§ **WHAT YOU SHOULD DO**
In the listing below, reproduce everything from the line containing "rough mask: <svg" down to the line containing "positive clicks: (188, 137)", both lines included, and nothing else.

§ **SUPPLIED RECORDS**
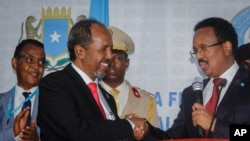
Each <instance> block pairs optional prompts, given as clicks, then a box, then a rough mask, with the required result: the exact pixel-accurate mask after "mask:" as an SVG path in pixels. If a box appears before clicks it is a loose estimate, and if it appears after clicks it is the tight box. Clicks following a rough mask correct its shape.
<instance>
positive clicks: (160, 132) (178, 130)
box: [149, 17, 250, 139]
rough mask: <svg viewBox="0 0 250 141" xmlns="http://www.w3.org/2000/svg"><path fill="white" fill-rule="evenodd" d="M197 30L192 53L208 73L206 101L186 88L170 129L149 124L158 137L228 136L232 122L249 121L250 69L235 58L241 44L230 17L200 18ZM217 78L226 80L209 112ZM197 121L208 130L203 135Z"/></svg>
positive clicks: (188, 137)
mask: <svg viewBox="0 0 250 141" xmlns="http://www.w3.org/2000/svg"><path fill="white" fill-rule="evenodd" d="M194 32H195V33H194V37H193V50H192V51H191V53H192V55H193V56H194V57H196V59H197V60H198V64H199V67H200V68H201V69H202V71H203V72H204V74H205V75H207V76H208V79H205V80H204V90H203V93H202V96H203V104H204V105H202V104H199V103H196V102H195V99H196V98H195V94H194V91H193V88H192V86H189V87H187V88H186V89H184V91H183V93H182V102H181V105H180V111H179V113H178V115H177V118H176V119H175V120H174V123H173V125H172V126H171V127H170V129H168V130H167V131H161V130H159V129H156V128H153V127H152V126H150V127H149V133H151V135H154V136H155V137H156V138H158V139H166V138H199V137H208V138H225V139H228V138H229V136H230V134H229V128H230V125H231V124H250V73H249V71H247V70H246V69H245V68H244V67H241V66H240V67H239V65H238V64H237V62H236V61H235V59H234V54H235V51H236V48H237V45H238V40H237V34H236V32H235V29H234V28H233V26H232V25H231V24H230V23H229V22H228V21H226V20H224V19H222V18H217V17H212V18H207V19H205V20H203V21H201V22H199V23H198V24H197V25H196V26H195V28H194ZM215 78H223V79H222V80H223V83H221V84H220V88H219V90H220V91H221V92H220V95H219V96H218V97H219V98H218V100H215V101H213V102H212V103H215V108H214V109H215V112H210V111H209V110H208V108H207V104H208V103H209V100H210V98H211V97H212V89H213V86H214V84H213V80H214V79H215ZM225 82H227V83H225ZM217 102H218V104H216V103H217ZM216 109H217V111H216ZM198 125H199V126H200V127H201V128H202V129H203V130H204V131H205V132H203V133H204V135H203V136H200V135H199V134H198V130H197V128H196V127H197V126H198ZM201 131H202V130H201Z"/></svg>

§ **RESULT**
rough mask: <svg viewBox="0 0 250 141" xmlns="http://www.w3.org/2000/svg"><path fill="white" fill-rule="evenodd" d="M197 30L192 53L208 73L206 101L186 88L170 129L149 124L158 137L228 136L232 122L249 121L250 69L235 58L241 44L230 17L200 18ZM217 78L226 80L209 112ZM197 121L208 130L203 135Z"/></svg>
positive clicks: (188, 137)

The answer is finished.